-------- SOURCE PASSAGE

Bento box review: Atsuben Kun heats up your lunch
As I have said often on these pages, bentos are usually filled with food that is supposed to taste good at room temperature. But there's no denying that sometimes we want our lunch to be hot, or at least warm. There are various ways to make sure this happens of course, from using a microwave (if you have access to one) or carrying your lunch in a thermal lunch jar and/or an insulated bag. The Atsuben Kun bento box takes the warm bento lunch a step further: it actually heats up your bento within the box itself.
From the outside, the Atsuben Kun looks like a regular bento box. It's very sleek, and the white plastic feels very nice.
The logo is very cute - the "u" of At(s)uben is a litle steamy pot. (The "atsu" or "atu" part of the name means hot,"ben" is short for bento, and "kun" is just an informal, affectionate suffix for a name, usually used when addressing a young man or boy.)
The Atsuben Kun reveals its secret when you look at the base. It has power input...
...for the bottom section, which contains a ceramic heater, similar to the ones you see in space heaters. (The warning label in Japanese says to not touch it when it's plugged in or while it's still hot.)
Here's what's in the the Atsuben Kun package. It looks like a three-tier box from the outside but it's actually two-tier box with the bottom tier being the heater. The top compartment has a leak-resistant flexible plastic lid. There's also a power supply for Japanese electric outlets.
The power supply has 100/110V-220/240V / 50-60Hz input and 3Amp / 8V output, so you should be able to use it just about anywhere in the world. You can use Japanese plugs as-in most U.S. outlets, though if you are not sure you can get an adapter plug. In Europe and many other places you will need an adapter plug, which is not included (the one shown in the pic is for France) - they are cheap and easy to get at any electronics store. You can also order the Atsuben Kun with a cigarette lighter car power plug instead.
I tested how well this thing worked with a real bento! I filled it up with fairly standard (for me) bento foods: rice in the bottom section with a little furikake on top, and the other foods in the top compartment (Miso marinated pork, Easy sugarfree carrot kinpira, some steamed broccoli to fill the gaps, and tamagoyaki). I put the rice in the bottom compartment because I wanted it to get the warmest. Then, I put the 2 sections filled with food in the refrigerator for about 8 hours. This was to simulate a typical scenario where I can see this bento box being used - you make the bento and fill it up the night before, pack it with an ice pack in the morning (in an insulated bag to really keep things cool) and heat it up before lunch.
I re-assembled the Atsuben Kun and plugged him in, and set my timer for 70 minutes as per the Japanese instructions.
So did it heat up from refrigerator-cold to hot in 70 minutes? Not quite. It was warm enough to be pleasant, but not hot. Probably if you heated it up from room temperature 70 minutes would be enough. Anyway, no big deal - I gave it another 20 minutes.
After the additional 20 minutes, the rice in the bottom compartment was actually hot! It almost tasted like freshly cooked rice. The top compartment doesn't really get hot since it is not in direct contact with the heating element, just warmed up a bit from the little steam rising from the food in the bottom compartment. But that's enough really to have a warm-bento experience. I really enjoyed it!

----------------
-------- INFORMATION SHOWN

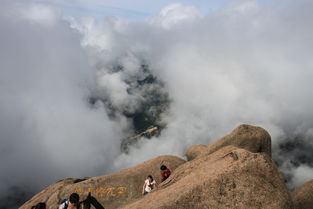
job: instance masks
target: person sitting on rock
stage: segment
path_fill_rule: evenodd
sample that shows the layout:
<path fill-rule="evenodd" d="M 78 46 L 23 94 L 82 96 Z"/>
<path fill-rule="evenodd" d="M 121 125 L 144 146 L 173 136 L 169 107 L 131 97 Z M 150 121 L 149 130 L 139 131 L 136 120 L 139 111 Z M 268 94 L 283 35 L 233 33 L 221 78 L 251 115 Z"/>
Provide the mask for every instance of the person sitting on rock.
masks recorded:
<path fill-rule="evenodd" d="M 157 184 L 151 175 L 145 180 L 145 183 L 142 187 L 142 195 L 146 195 L 152 191 L 152 189 L 156 188 Z"/>
<path fill-rule="evenodd" d="M 163 182 L 171 175 L 171 171 L 165 165 L 161 165 L 160 169 L 162 171 L 161 178 Z"/>
<path fill-rule="evenodd" d="M 79 209 L 79 195 L 72 193 L 69 199 L 61 201 L 59 209 Z"/>

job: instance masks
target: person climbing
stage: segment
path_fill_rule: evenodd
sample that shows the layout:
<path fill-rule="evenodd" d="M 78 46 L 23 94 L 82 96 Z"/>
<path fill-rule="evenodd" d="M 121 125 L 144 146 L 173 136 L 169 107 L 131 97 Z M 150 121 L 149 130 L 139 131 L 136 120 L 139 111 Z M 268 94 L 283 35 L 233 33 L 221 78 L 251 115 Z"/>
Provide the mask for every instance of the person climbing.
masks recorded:
<path fill-rule="evenodd" d="M 152 191 L 152 189 L 156 188 L 157 184 L 151 175 L 145 180 L 145 183 L 142 187 L 142 195 L 146 195 Z"/>
<path fill-rule="evenodd" d="M 160 169 L 162 171 L 161 179 L 162 179 L 162 182 L 163 182 L 171 175 L 171 171 L 165 165 L 161 165 Z"/>
<path fill-rule="evenodd" d="M 32 206 L 31 209 L 46 209 L 46 203 L 40 202 L 37 205 Z"/>
<path fill-rule="evenodd" d="M 72 193 L 69 199 L 61 201 L 59 209 L 79 209 L 79 195 Z"/>

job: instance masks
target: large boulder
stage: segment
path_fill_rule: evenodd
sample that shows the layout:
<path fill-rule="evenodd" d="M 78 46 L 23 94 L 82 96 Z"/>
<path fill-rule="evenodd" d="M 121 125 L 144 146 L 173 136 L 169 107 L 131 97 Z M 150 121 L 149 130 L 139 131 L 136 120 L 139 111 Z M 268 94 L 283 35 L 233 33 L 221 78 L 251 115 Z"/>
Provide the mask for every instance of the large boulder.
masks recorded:
<path fill-rule="evenodd" d="M 138 166 L 119 172 L 86 179 L 65 179 L 52 184 L 35 195 L 20 209 L 29 209 L 38 202 L 45 202 L 48 209 L 55 209 L 57 203 L 73 192 L 85 199 L 89 192 L 106 208 L 117 208 L 119 205 L 141 196 L 142 185 L 148 175 L 161 182 L 160 166 L 162 164 L 175 170 L 185 160 L 175 156 L 160 156 Z"/>
<path fill-rule="evenodd" d="M 225 146 L 179 168 L 158 189 L 119 209 L 292 209 L 267 153 Z"/>
<path fill-rule="evenodd" d="M 303 184 L 291 193 L 295 209 L 313 208 L 313 180 Z"/>
<path fill-rule="evenodd" d="M 250 152 L 265 152 L 269 156 L 272 155 L 271 136 L 269 133 L 261 127 L 245 124 L 238 126 L 231 133 L 216 140 L 209 146 L 191 146 L 185 154 L 188 160 L 193 160 L 197 157 L 211 154 L 228 145 L 243 148 Z"/>

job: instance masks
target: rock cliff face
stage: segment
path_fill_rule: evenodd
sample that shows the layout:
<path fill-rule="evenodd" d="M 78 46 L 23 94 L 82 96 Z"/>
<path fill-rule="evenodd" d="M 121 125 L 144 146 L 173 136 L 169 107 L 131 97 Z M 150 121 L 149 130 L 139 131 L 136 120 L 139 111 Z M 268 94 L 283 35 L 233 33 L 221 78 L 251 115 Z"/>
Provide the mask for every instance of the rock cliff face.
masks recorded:
<path fill-rule="evenodd" d="M 91 192 L 106 209 L 313 208 L 312 181 L 290 194 L 271 159 L 270 135 L 260 127 L 241 125 L 209 146 L 188 148 L 186 156 L 187 162 L 160 156 L 110 175 L 61 180 L 21 209 L 38 202 L 56 208 L 57 202 L 72 192 L 79 193 L 81 199 Z M 161 164 L 169 167 L 172 175 L 141 196 L 147 175 L 161 182 Z"/>
<path fill-rule="evenodd" d="M 161 182 L 162 164 L 175 170 L 185 162 L 175 156 L 160 156 L 110 175 L 61 180 L 35 195 L 20 209 L 29 209 L 38 202 L 46 202 L 48 209 L 55 209 L 58 202 L 68 198 L 73 192 L 78 193 L 81 200 L 91 192 L 106 209 L 117 208 L 129 200 L 141 197 L 142 185 L 148 175 L 154 176 L 157 182 Z"/>

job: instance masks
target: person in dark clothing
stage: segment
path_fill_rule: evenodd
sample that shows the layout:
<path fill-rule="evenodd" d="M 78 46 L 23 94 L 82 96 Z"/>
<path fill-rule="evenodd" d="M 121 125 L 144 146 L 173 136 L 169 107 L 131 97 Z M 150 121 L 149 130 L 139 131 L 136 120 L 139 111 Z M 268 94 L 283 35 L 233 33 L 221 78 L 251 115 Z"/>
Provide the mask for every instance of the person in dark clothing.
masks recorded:
<path fill-rule="evenodd" d="M 31 209 L 46 209 L 46 203 L 40 202 L 37 205 L 33 206 Z"/>
<path fill-rule="evenodd" d="M 65 199 L 61 202 L 59 209 L 79 209 L 79 195 L 72 193 L 69 199 Z"/>
<path fill-rule="evenodd" d="M 163 182 L 171 175 L 171 171 L 165 165 L 161 165 L 160 169 L 162 171 L 161 179 L 162 179 L 162 182 Z"/>

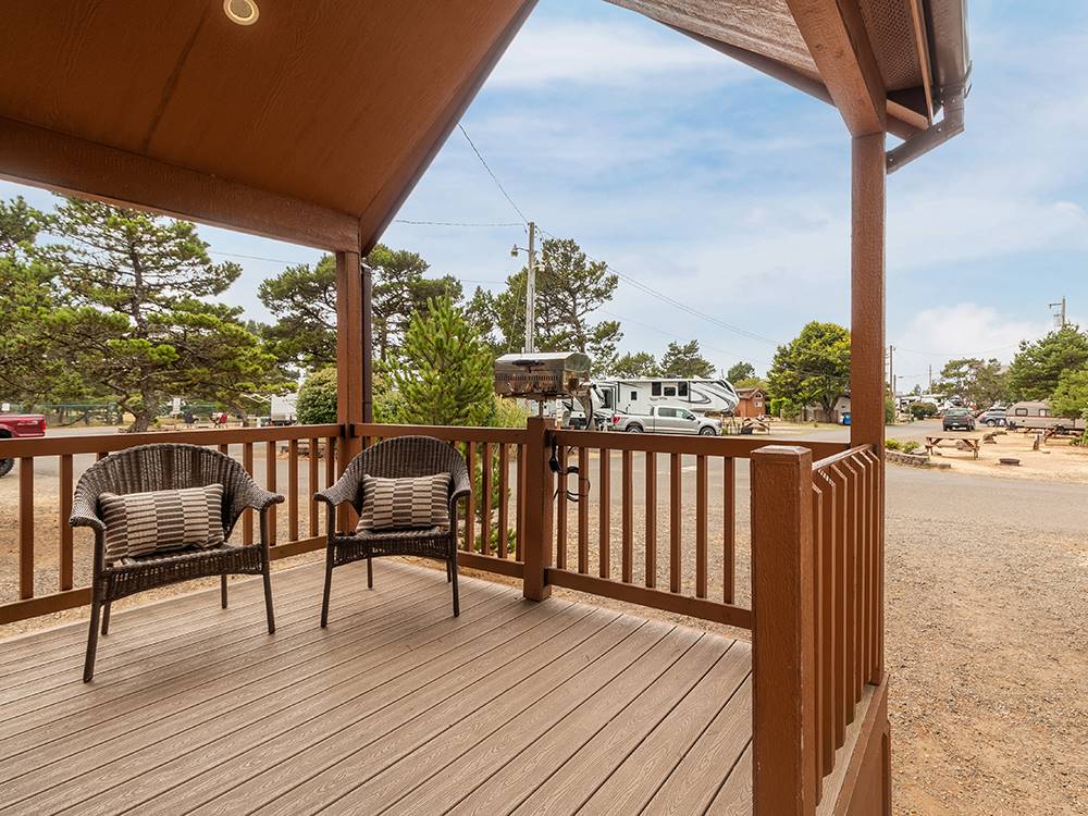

----------------

PROBLEMS.
**A)** Revise the bento box review, giving the stretch from "Here's what's in" through "power plug instead." with "adapter plug" changed to "plug adapter".
**B)** Using the bento box review, answer these:
(i) What does the "atsu" or "atu" part of the name mean?
(ii) What kind of heater does the bottom section contain?
(iii) How many minutes did the timer get set for, following the Japanese instructions?
The records are not needed for any of this work.

FULL ANSWERS.
**A)**
Here's what's in the the Atsuben Kun package. It looks like a three-tier box from the outside but it's actually two-tier box with the bottom tier being the heater. The top compartment has a leak-resistant flexible plastic lid. There's also a power supply for Japanese electric outlets.
The power supply has 100/110V-220/240V / 50-60Hz input and 3Amp / 8V output, so you should be able to use it just about anywhere in the world. You can use Japanese plugs as-in most U.S. outlets, though if you are not sure you can get an plug adapter. In Europe and many other places you will need an plug adapter, which is not included (the one shown in the pic is for France) - they are cheap and easy to get at any electronics store. You can also order the Atsuben Kun with a cigarette lighter car power plug instead.

**B)**
(i) Hot.
(ii) A ceramic heater.
(iii) 70 minutes.